__ЗАДАНИЯ К УПРАЖНЕНИЮ__.
- 1) Сколько солдат в жандармском корпусе приходится на одного офицера, согласно отрывку о Лорис-Меликове?
- 2) Согласуются ли с отрывком о Лорис-Меликове следующие утверждения? Для каждого ответьте «да» или «нет» и приведите решающие слова отрывка дословно.
(a) Лорис-Меликов отбыл в Ливадию 17 августа вместе с государем.
(b) Михаил Тариелович заявил сенаторам, что является сторонником Общей Земской Думы.
(c) По настоянию Лорис-Меликова княгине Юрьевской следовало ехать в Ливадию тем же поездом, что и государь.

__ТЕКСТ ДЛЯ ЧТЕНИЯ__.
-------
У него были далеко идущие планы в отношении жандармского корпуса. Наставляя ревизоров, он предложил им подумать об обращении жандармских офицеров в губернские полицмейстеры. Жандармский корпус, говорил он, обходится очень дорого, в нем диспропорция солдат и офицеров такова, что на 30 солдат приходится один офицер, тогда как в армейском строю насчитывают одного офицера на 100 солдат. Государь же привык к жандармам и уничтожить их не согласится. Отчего ж не подчинить штаб-офицера губернатору, а из рядовых сделать начальников урядникам, которые теперь без надзора и в народе называются курятниками; между тем о жандармах никто никогда не говорит, что они взяточники. Не мытьем, так катаньем Лорис-Меликов собирался-таки ликвидировать жандармерию в России, несмотря на царскую к ней привычку.

Хотя и высказал Михаил Тариелович сенаторам осторожное соображение, что не относится к числу сторонников Общей Земской Думы, что конституция в России – дело детей и внуков, а нам надо лишь подготовлять им почву, но уже тогда он задумал на основании результатов ревизии созвать в столицу представителей земств и городов для законодательных предложений, касающихся местного управления.

Как уже говорилось, 17 августа Лорис-Меликов вместе с государем императором отбыл в Ливадию. Еще накануне по его настоянию решено было, что, поскольку даже среди приближенных очень немногие посвящены в тайну царского брака, лучше было бы княгине Юрьевской ехать в Ливадию другим поездом. Так ведь известное дело: ночная кукушка дневную перекукует. Поскольку слухи о готовящихся покушениях не унимались, а перед железнодорожным путешествием царя возобновились с новой силою, княгиня, как заметил Милютин, «не упустила случая, чтобы выказать свое самоотвержение и приверженность: как ей оставить хоть на один день любимого человека, когда ему угрожает опасность! вот удобный случай, чтобы вступить во все права законной супруги и занять те самые отделения царского поезда, в которых с небольшим за год пред тем езжала покойная императрица».
-------
__ДАННЫЕ__.
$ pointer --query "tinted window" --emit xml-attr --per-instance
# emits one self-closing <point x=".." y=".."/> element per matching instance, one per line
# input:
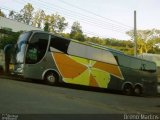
-------
__ИТОГОВЫЕ ОТВЕТЫ__.
- 1) На одного офицера приходится 30 солдат.

- 2)
(a) Да: «17 августа Лорис-Меликов вместе с государем императором отбыл в Ливадию».
(b) Нет: «не относится к числу сторонников Общей Земской Думы».
(c) Нет: «лучше было бы княгине Юрьевской ехать в Ливадию другим поездом».